PROBLEM REQUIREMENTS
Count the lines in the listing below that contain the string "gown". Case counts, so reply with that number alone.

THE RECORDS

○ ○ ○ ○ ○ ○ ○

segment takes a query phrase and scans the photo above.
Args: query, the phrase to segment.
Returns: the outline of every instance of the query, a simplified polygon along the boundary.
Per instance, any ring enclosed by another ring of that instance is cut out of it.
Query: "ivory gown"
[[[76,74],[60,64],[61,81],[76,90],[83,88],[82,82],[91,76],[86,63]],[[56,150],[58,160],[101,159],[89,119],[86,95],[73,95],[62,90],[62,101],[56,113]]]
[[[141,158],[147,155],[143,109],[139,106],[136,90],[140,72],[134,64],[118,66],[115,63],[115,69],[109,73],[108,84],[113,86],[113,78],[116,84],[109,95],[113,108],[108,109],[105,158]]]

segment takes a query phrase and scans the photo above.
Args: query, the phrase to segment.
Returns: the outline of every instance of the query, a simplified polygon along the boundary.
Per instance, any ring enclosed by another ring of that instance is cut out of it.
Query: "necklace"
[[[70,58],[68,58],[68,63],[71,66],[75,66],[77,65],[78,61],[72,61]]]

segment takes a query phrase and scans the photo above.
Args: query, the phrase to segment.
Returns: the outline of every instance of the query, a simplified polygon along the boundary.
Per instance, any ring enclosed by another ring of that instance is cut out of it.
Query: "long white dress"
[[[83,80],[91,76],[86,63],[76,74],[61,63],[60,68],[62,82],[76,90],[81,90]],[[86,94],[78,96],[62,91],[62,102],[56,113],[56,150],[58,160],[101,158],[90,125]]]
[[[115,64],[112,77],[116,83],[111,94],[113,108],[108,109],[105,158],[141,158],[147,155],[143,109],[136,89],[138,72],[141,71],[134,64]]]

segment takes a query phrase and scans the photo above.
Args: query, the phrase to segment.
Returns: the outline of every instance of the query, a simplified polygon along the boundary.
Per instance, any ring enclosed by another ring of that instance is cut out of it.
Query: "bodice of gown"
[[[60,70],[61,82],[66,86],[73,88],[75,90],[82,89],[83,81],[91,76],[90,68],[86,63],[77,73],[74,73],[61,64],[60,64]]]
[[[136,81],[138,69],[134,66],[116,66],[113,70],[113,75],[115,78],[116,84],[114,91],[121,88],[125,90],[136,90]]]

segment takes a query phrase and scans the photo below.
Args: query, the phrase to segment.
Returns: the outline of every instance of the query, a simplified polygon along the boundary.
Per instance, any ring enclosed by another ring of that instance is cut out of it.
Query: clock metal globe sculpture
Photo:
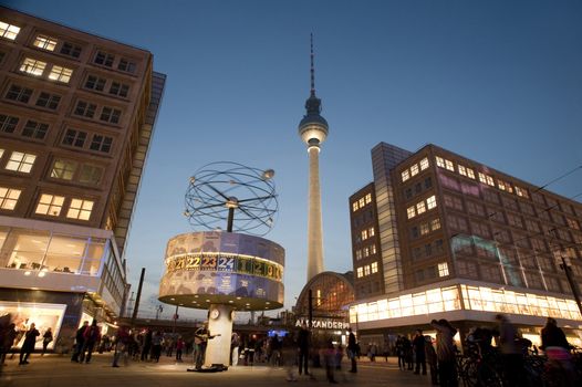
[[[284,249],[261,238],[278,202],[272,169],[212,163],[190,177],[184,215],[206,229],[168,241],[159,301],[208,311],[205,366],[229,363],[236,311],[283,306]],[[221,227],[226,224],[226,231]]]

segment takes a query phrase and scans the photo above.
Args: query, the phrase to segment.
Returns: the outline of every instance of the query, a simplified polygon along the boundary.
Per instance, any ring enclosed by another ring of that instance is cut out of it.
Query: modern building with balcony
[[[146,50],[0,8],[0,315],[114,324],[166,76]]]
[[[534,343],[549,316],[582,343],[580,202],[435,145],[381,143],[372,166],[350,197],[350,323],[364,342],[430,333],[433,318],[463,338],[503,313]]]

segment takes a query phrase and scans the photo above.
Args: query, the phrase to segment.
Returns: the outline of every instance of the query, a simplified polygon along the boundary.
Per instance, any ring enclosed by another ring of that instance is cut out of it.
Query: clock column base
[[[212,364],[221,364],[228,367],[230,364],[233,307],[225,304],[211,304],[208,312],[208,331],[210,335],[216,337],[208,339],[204,365],[211,367]]]

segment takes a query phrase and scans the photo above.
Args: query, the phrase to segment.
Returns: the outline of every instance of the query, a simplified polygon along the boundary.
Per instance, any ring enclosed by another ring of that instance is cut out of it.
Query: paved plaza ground
[[[95,354],[91,364],[71,363],[66,356],[33,354],[30,364],[18,365],[18,354],[8,359],[2,367],[0,387],[180,387],[180,386],[232,386],[232,387],[271,387],[290,386],[326,386],[324,369],[314,368],[314,379],[302,377],[299,381],[287,381],[284,368],[263,365],[230,367],[227,372],[215,374],[189,373],[188,362],[176,363],[163,356],[159,363],[131,362],[128,366],[112,367],[112,354]],[[350,374],[349,364],[344,362],[344,372],[336,374],[339,385],[353,386],[430,386],[430,377],[414,375],[399,370],[396,358],[384,358],[381,362],[358,363],[358,373]]]

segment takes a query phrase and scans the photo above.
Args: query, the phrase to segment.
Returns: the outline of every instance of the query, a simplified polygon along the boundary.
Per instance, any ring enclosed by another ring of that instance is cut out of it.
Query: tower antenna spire
[[[313,32],[311,33],[311,95],[315,96],[315,65],[313,64]]]

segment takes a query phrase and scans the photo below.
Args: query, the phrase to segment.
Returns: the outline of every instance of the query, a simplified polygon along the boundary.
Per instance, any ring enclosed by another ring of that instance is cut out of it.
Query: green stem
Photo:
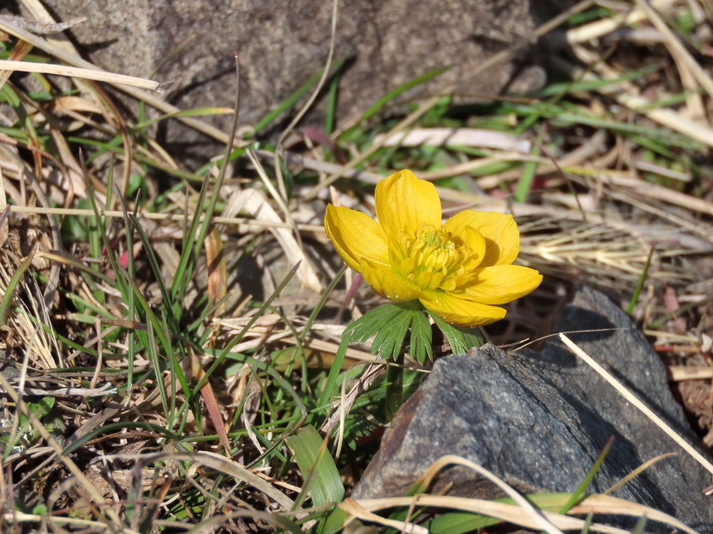
[[[394,360],[395,365],[386,368],[386,422],[396,416],[404,402],[404,352],[400,351]]]

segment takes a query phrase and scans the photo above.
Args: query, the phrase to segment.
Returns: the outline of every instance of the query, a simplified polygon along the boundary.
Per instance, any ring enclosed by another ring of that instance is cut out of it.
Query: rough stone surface
[[[699,445],[659,357],[605,295],[578,289],[555,331],[612,328],[626,330],[570,337]],[[590,491],[602,491],[645,461],[674,451],[676,456],[658,462],[615,495],[713,533],[713,508],[701,493],[710,483],[707,471],[558,340],[540,353],[523,352],[508,355],[486,345],[436,362],[386,431],[354,496],[403,495],[444,454],[471,460],[521,491],[571,491],[613,436]],[[491,484],[460,468],[445,471],[436,490],[447,482],[454,483],[451,494],[499,496]],[[627,520],[617,520],[630,526]],[[670,530],[653,523],[647,527]]]
[[[46,0],[56,19],[86,16],[70,31],[88,59],[111,71],[174,82],[182,108],[232,107],[234,51],[242,63],[241,122],[253,124],[325,63],[330,0]],[[454,68],[424,88],[456,83],[461,94],[522,90],[543,81],[519,58],[481,75],[485,58],[530,34],[533,0],[342,0],[335,58],[351,58],[340,83],[339,116],[363,112],[386,91],[427,70]],[[543,7],[540,3],[538,9]],[[549,6],[549,3],[545,3]],[[21,12],[17,7],[14,11]],[[191,36],[176,57],[167,60]],[[413,97],[411,93],[404,97]],[[227,129],[227,119],[207,117]],[[184,137],[185,139],[185,133]]]

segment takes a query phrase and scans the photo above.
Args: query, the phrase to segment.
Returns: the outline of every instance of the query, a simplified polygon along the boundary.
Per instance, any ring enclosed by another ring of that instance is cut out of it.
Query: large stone
[[[580,288],[555,331],[597,328],[625,330],[569,335],[707,454],[646,339],[605,296]],[[471,460],[523,492],[572,491],[610,436],[614,444],[589,491],[603,491],[673,451],[615,495],[713,532],[713,508],[702,493],[710,474],[556,338],[540,353],[508,355],[486,345],[436,362],[384,435],[354,496],[403,495],[444,454]],[[492,484],[461,468],[445,471],[436,490],[448,482],[454,483],[451,493],[499,496]],[[670,530],[653,523],[647,528]]]
[[[61,20],[87,18],[70,31],[96,65],[136,76],[160,68],[155,78],[174,80],[166,98],[181,108],[232,106],[237,51],[242,124],[254,124],[324,67],[332,10],[331,0],[43,4]],[[339,116],[362,112],[399,84],[447,65],[453,68],[404,97],[451,83],[475,96],[540,83],[537,70],[520,76],[517,61],[472,75],[483,59],[531,33],[531,11],[530,0],[341,0],[334,58],[351,59],[339,85]],[[227,130],[227,118],[207,120]]]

○ ○ ○ ○ ○ ○ ○

TASK OUTPUT
2